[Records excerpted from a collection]
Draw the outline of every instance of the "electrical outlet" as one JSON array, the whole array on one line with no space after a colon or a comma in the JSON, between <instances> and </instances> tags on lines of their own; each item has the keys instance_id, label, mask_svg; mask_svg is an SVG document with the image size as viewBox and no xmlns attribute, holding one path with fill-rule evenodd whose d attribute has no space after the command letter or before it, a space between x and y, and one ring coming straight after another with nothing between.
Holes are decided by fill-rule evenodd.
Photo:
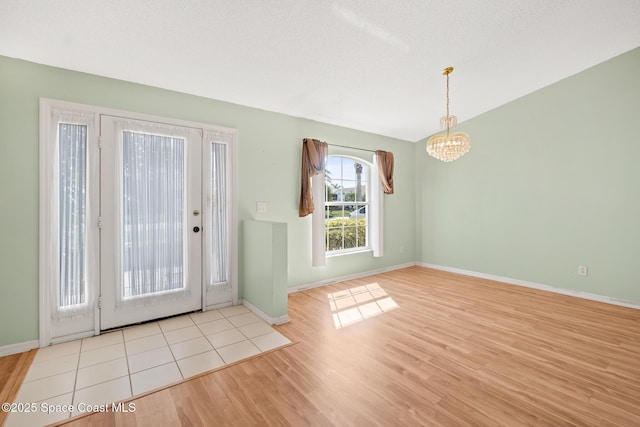
<instances>
[{"instance_id":1,"label":"electrical outlet","mask_svg":"<svg viewBox=\"0 0 640 427\"><path fill-rule=\"evenodd\" d=\"M586 276L587 275L587 266L579 265L578 266L578 276Z\"/></svg>"},{"instance_id":2,"label":"electrical outlet","mask_svg":"<svg viewBox=\"0 0 640 427\"><path fill-rule=\"evenodd\" d=\"M256 211L258 213L265 213L267 211L267 202L257 202Z\"/></svg>"}]
</instances>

_Exercise objective_.
Please set down again, word for word, only the lines from the start of the entries through the line with "Holes are decided by fill-rule evenodd.", both ends included.

_Reply to the task_.
Draw the outline of every instance of the "electrical outlet" as one JSON array, the whole array on one line with no space after a colon or a comma in the JSON, between <instances> and </instances> tags on lines of their own; each item has the keys instance_id, label, mask_svg; mask_svg is an SVG document with the image size as viewBox and no xmlns attribute, holding one path with fill-rule evenodd whose d attribute has no space after the command letter or before it, a space between x and y, and one ring coming straight after another with nothing between.
Holes are decided by fill-rule evenodd.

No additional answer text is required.